● PAGE EXCERPT

============================================================

Studio album by Bing Crosby and Count Basie
- Released: 1972
- Recorded: February 28–29, March 1, 14–16, 1972
- Genre: Vocal jazz
- Length: 34:00
- Label: Daybreak
- Producer: Sonny Burke

Bing Crosby chronology
| A Time to Be Jolly (1971) | Bing 'n' Basie (1972) | Rhythm on the Range (Coral ) (1972) |

Count Basie chronology
| Have a Nice Day (1971) | Bing 'n' Basie (1972) | Flip, Flop and Fly (1972) |

= Bing 'n' Basie =

Bing 'n' Basie is a 1972 vinyl album recorded for Daybreak Records by Bing Crosby, accompanied by Count Basie and his Orchestra. The orchestral tracks were laid down over three days at the end of February and the beginning of March, 1972 at Amigo Studios, North Hollywood. Crosby added his voice to the pre-recorded orchestral tracks during three sessions on March 14, 15, and 16, 1972 at Coast Recorders Studio, Bush Street, San Francisco. Bing Crosby also added his voice to "If I Had a Hammer" and while this has appeared on pirate issues it has never been commercially released.

Professional ratings
Review scores
| Source | Rating |
| Allmusic |  |

==Reception==
Howard Lucraft writing in Variety commented:"Interesting that Bing sounds better today to many than in his Paul Whiteman days over 40 years ago when his keys were about a third higher. He could be more adventurous range-wise back then. He used to feature "Old Man River" in D flat, going to a top F. On this new LP wisely tunes are mainly up-tempo. Crosby reportedly sang to tracks prerecorded by the Basie band. Sam Nestico's charts are swinging. Something should have been done about that final top D flat on "Put Your Hand in the Hand". Otherwise album is highly effective - simple with charm. The slower "Sugar, Don't You Know" by Louis Bellson is a great new number."

============================================================

● DATASET EXTRACT
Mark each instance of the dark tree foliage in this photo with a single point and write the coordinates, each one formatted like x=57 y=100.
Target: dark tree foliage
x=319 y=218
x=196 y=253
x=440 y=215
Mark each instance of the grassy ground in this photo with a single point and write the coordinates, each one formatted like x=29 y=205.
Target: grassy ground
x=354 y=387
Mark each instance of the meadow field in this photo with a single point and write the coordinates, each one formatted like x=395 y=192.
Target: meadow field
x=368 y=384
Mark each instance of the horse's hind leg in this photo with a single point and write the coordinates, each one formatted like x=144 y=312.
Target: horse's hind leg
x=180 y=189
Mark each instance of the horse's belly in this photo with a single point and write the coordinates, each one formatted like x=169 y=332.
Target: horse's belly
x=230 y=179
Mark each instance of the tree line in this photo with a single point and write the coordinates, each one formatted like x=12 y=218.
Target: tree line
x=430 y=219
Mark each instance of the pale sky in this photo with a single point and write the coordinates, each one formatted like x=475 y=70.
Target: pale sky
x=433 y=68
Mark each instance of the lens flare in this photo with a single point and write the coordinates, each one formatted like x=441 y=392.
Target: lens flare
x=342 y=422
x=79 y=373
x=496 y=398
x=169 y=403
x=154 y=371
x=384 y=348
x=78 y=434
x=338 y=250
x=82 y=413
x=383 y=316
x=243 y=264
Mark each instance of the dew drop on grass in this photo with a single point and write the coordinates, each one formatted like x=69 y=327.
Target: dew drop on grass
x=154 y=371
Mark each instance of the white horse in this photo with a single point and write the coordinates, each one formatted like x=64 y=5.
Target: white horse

============================================================

● REQUESTS
• A. Reproduce the album article in full, word for word.
• B. Write out the entries starting with the line that contains "Mark each instance of the lens" and going on through the last line of the entries, with both of those lines included and nothing else.
The album article and the entries were drawn from unrelated sources.

● ANSWERS FOR THE EXERCISE
• A.
Studio album by Bing Crosby and Count Basie
- Released: 1972
- Recorded: February 28–29, March 1, 14–16, 1972
- Genre: Vocal jazz
- Length: 34:00
- Label: Daybreak
- Producer: Sonny Burke

Bing Crosby chronology
| A Time to Be Jolly (1971) | Bing 'n' Basie (1972) | Rhythm on the Range (Coral ) (1972) |

Count Basie chronology
| Have a Nice Day (1971) | Bing 'n' Basie (1972) | Flip, Flop and Fly (1972) |

= Bing 'n' Basie =

Bing 'n' Basie is a 1972 vinyl album recorded for Daybreak Records by Bing Crosby, accompanied by Count Basie and his Orchestra. The orchestral tracks were laid down over three days at the end of February and the beginning of March, 1972 at Amigo Studios, North Hollywood. Crosby added his voice to the pre-recorded orchestral tracks during three sessions on March 14, 15, and 16, 1972 at Coast Recorders Studio, Bush Street, San Francisco. Bing Crosby also added his voice to "If I Had a Hammer" and while this has appeared on pirate issues it has never been commercially released.

Professional ratings
Review scores
| Source | Rating |
| Allmusic |  |

==Reception==
Howard Lucraft writing in Variety commented:"Interesting that Bing sounds better today to many than in his Paul Whiteman days over 40 years ago when his keys were about a third higher. He could be more adventurous range-wise back then. He used to feature "Old Man River" in D flat, going to a top F. On this new LP wisely tunes are mainly up-tempo. Crosby reportedly sang to tracks prerecorded by the Basie band. Sam Nestico's charts are swinging. Something should have been done about that final top D flat on "Put Your Hand in the Hand". Otherwise album is highly effective - simple with charm. The slower "Sugar, Don't You Know" by Louis Bellson is a great new number."

• B.
Mark each instance of the lens flare in this photo with a single point and write the coordinates, each one formatted like x=441 y=392.
Target: lens flare
x=342 y=422
x=79 y=373
x=496 y=398
x=169 y=403
x=154 y=371
x=384 y=348
x=78 y=434
x=338 y=250
x=82 y=413
x=383 y=316
x=243 y=264
Mark each instance of the dew drop on grass in this photo with a single point and write the coordinates, each one formatted like x=69 y=327.
Target: dew drop on grass
x=154 y=371
Mark each instance of the white horse in this photo with a single point and write the coordinates, each one formatted like x=64 y=5.
Target: white horse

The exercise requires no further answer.